»»
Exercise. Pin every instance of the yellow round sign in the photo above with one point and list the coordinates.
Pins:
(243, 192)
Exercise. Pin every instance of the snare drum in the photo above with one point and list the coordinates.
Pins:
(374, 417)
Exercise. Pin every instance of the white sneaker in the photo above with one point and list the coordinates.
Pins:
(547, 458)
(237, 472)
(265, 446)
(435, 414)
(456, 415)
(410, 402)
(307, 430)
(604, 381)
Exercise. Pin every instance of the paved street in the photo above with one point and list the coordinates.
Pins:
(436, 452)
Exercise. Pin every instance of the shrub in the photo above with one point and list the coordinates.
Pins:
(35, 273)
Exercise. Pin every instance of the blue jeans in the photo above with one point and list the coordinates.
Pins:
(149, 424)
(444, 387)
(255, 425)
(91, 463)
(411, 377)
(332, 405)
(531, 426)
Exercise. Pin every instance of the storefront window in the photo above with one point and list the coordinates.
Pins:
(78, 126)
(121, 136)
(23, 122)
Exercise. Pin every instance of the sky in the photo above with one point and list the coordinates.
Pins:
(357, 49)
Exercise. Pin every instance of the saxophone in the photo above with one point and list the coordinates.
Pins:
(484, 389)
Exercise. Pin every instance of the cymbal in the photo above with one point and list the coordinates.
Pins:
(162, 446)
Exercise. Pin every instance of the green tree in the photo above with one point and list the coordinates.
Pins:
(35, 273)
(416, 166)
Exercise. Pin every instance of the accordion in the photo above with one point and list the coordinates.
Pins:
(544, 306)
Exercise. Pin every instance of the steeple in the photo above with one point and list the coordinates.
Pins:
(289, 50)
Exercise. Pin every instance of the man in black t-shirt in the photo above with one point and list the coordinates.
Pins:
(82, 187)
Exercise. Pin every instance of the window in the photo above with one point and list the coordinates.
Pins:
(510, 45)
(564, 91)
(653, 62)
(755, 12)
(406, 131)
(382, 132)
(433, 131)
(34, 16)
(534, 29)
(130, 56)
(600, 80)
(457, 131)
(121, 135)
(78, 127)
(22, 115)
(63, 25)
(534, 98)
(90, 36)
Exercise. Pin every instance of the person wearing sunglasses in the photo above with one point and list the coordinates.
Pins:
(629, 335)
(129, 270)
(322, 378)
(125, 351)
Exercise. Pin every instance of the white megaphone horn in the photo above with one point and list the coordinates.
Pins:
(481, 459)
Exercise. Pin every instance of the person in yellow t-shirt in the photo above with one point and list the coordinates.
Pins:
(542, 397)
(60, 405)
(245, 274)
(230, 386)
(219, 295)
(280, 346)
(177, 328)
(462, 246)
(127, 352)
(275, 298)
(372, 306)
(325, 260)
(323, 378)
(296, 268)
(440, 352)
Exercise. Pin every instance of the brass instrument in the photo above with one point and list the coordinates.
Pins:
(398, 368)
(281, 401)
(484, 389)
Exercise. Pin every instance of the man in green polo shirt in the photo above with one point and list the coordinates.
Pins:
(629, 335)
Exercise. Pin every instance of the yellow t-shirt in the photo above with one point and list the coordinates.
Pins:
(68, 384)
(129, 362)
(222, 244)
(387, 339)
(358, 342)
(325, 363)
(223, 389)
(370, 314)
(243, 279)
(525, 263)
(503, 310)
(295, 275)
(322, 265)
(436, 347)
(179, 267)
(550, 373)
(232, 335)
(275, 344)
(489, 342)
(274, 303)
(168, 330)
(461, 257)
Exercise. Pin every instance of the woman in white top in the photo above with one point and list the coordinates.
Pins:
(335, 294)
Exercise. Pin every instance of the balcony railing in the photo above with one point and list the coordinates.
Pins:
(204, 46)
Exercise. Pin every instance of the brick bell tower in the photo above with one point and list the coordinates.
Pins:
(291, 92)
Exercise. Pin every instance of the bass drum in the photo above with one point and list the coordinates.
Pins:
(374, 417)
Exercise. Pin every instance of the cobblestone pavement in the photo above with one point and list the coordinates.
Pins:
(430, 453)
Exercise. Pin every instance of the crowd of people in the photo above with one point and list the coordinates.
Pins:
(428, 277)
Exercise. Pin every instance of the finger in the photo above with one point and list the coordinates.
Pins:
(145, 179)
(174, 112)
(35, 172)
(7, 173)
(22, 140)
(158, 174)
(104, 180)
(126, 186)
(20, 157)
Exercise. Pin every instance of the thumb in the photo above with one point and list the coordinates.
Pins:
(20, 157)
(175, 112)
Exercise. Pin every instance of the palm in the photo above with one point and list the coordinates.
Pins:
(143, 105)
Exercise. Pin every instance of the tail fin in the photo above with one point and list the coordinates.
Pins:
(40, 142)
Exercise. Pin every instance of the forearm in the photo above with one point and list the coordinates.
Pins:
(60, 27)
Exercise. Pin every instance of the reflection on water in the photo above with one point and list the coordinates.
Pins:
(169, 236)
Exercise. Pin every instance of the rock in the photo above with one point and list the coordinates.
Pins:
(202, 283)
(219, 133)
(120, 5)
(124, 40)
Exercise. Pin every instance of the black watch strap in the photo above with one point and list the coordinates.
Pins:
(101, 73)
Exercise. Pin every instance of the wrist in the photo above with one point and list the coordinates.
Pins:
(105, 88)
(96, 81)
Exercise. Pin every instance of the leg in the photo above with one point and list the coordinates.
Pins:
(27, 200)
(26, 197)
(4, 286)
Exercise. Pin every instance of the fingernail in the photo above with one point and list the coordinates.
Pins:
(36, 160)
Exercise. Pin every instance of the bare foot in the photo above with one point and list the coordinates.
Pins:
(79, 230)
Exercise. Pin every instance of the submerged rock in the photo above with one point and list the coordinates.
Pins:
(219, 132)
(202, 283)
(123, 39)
««
# Exercise brief:
Return all of the data exactly as it reads.

# Answer for the task:
Exercise. Pin every instance of the yellow round sign in the photo above with one point and list the coordinates.
Pins:
(243, 192)
Exercise. Pin every instance of the snare drum in the photo above with one point and list the coordinates.
Pins:
(374, 417)
Exercise. Pin every instance of the white sneaker in the photo above with one point and list the coordinates.
Pins:
(547, 458)
(237, 472)
(265, 446)
(435, 414)
(456, 415)
(410, 402)
(307, 430)
(604, 381)
Exercise. Pin every instance of the paved street in the photo above with one point and list the coordinates.
Pins:
(436, 452)
Exercise. Pin every instance of the shrub in the photo above with one point and list the coordinates.
Pins:
(35, 273)
Exercise. Pin every instance of the blue jeans in the photo above with one point and list the coordinates.
Pins:
(149, 424)
(444, 387)
(255, 425)
(91, 463)
(411, 377)
(332, 405)
(531, 426)
Exercise. Pin every instance of the storefront window in the photo above with one point and list the coordinates.
Pins:
(78, 126)
(121, 136)
(23, 122)
Exercise. Pin every instance of the sky in the photo above with one point and list the coordinates.
Pins:
(357, 49)
Exercise. Pin every instance of the saxophone in the photo above with one point and list the coordinates.
Pins:
(484, 389)
Exercise. Pin every instance of the cymbal in the photo above with one point and list the coordinates.
Pins:
(162, 446)
Exercise. Pin every instance of the green tree in the photo above with one point and list the coordinates.
Pins:
(35, 273)
(416, 166)
Exercise. Pin every instance of the accordion in the photo above with one point and list the coordinates.
Pins:
(544, 306)
Exercise. Pin every instance of the steeple in the photo above with one point and list the coordinates.
Pins:
(289, 50)
Exercise. Pin every instance of the man in black t-shirt in the photo above with one point and list the coordinates.
Pins:
(82, 187)
Exercise. Pin every instance of the window in the photo above with one point and list the coordinates.
Pins:
(510, 45)
(564, 91)
(653, 62)
(755, 12)
(406, 131)
(382, 132)
(433, 131)
(34, 16)
(534, 29)
(130, 56)
(600, 80)
(457, 131)
(121, 135)
(78, 127)
(22, 115)
(63, 25)
(534, 98)
(90, 36)
Exercise. Pin every instance of the person wearing sunglasses in the photo above with one point and list the coordinates.
Pins:
(629, 335)
(129, 270)
(322, 378)
(125, 351)
Exercise. Pin every instance of the white megaphone horn in the photo above with one point and list the coordinates.
Pins:
(481, 459)
Exercise. Pin every instance of the person in yellow t-shirt in the photo above with one point and list the coordinates.
Pins:
(542, 397)
(60, 405)
(245, 274)
(230, 386)
(219, 295)
(280, 346)
(177, 328)
(462, 246)
(127, 352)
(275, 298)
(372, 306)
(325, 260)
(323, 378)
(296, 268)
(440, 352)
Exercise. Pin every instance of the brass instrument in the photo above with one point and list the coordinates.
Pins:
(398, 368)
(281, 401)
(484, 389)
Exercise. Pin every instance of the man in green polo shirt in the photo above with one point and list the coordinates.
Pins:
(629, 335)
Exercise. Pin every instance of the yellow t-shirt in the photo above with one point and list the coordinates.
Pins:
(68, 384)
(129, 362)
(222, 244)
(387, 339)
(358, 342)
(325, 363)
(223, 389)
(370, 314)
(243, 279)
(525, 263)
(503, 310)
(295, 275)
(322, 265)
(436, 347)
(179, 267)
(550, 373)
(232, 335)
(275, 344)
(489, 342)
(274, 303)
(168, 330)
(461, 257)
Exercise. Pin every instance of the woman in white top in the photo above with one point and list the coordinates.
Pins:
(335, 294)
Exercise. Pin every instance of the balcony railing in the photo above with one point and list the coordinates.
Pins:
(204, 46)
Exercise. Pin every instance of the brick bell tower in the photo above with one point and list the coordinates.
Pins:
(291, 92)
Exercise. Pin every instance of the bass drum in the photo above with one point and list the coordinates.
Pins:
(374, 417)
Exercise. Pin every instance of the cobblestone pavement in the photo above with one point and list the coordinates.
Pins:
(430, 453)
Exercise. Pin every instance of the crowd of people in the photo above with one point and list the coordinates.
Pins:
(428, 277)
Exercise. Pin every instance of the finger in the photo above with one point and list the coordinates.
Pins:
(145, 179)
(174, 112)
(35, 172)
(7, 173)
(22, 140)
(158, 174)
(104, 180)
(126, 186)
(20, 157)
Exercise. Pin every instance of the thumb in the photo above with one point and list the coordinates.
Pins:
(20, 157)
(175, 112)
Exercise. Pin every instance of the palm in the photo above with one point and list the coordinates.
Pins:
(143, 105)
Exercise. Pin every instance of the tail fin in the photo above with one point and list the coordinates.
Pins:
(40, 142)
Exercise. Pin every instance of the forearm in the photo above with one point and list the coordinates.
Pins:
(60, 27)
Exercise. Pin every instance of the reflection on water in the photo above with one point and list the coordinates.
Pins:
(169, 236)
Exercise. Pin every instance of the rock in the photo above with one point and list the coordinates.
Pins:
(202, 283)
(219, 133)
(120, 5)
(124, 40)
Exercise. Pin every instance of the black watch strap in the photo above with one point and list the coordinates.
Pins:
(101, 73)
Exercise. Pin every instance of the wrist in the photo above with one point and list the coordinates.
Pins:
(105, 88)
(96, 81)
Exercise. Pin every instance of the leg in the photo above with one point and list the coordinates.
Pins:
(27, 200)
(26, 197)
(4, 286)
Exercise. Pin every instance of the fingernail in the photo above with one point and list the coordinates.
Pins:
(36, 160)
Exercise. Pin every instance of the bare foot in the photo above with one point and list the coordinates.
Pins:
(79, 230)
Exercise. Pin every instance of the submerged rock in the photo above with one point and list the coordinates.
Pins:
(219, 132)
(202, 283)
(123, 39)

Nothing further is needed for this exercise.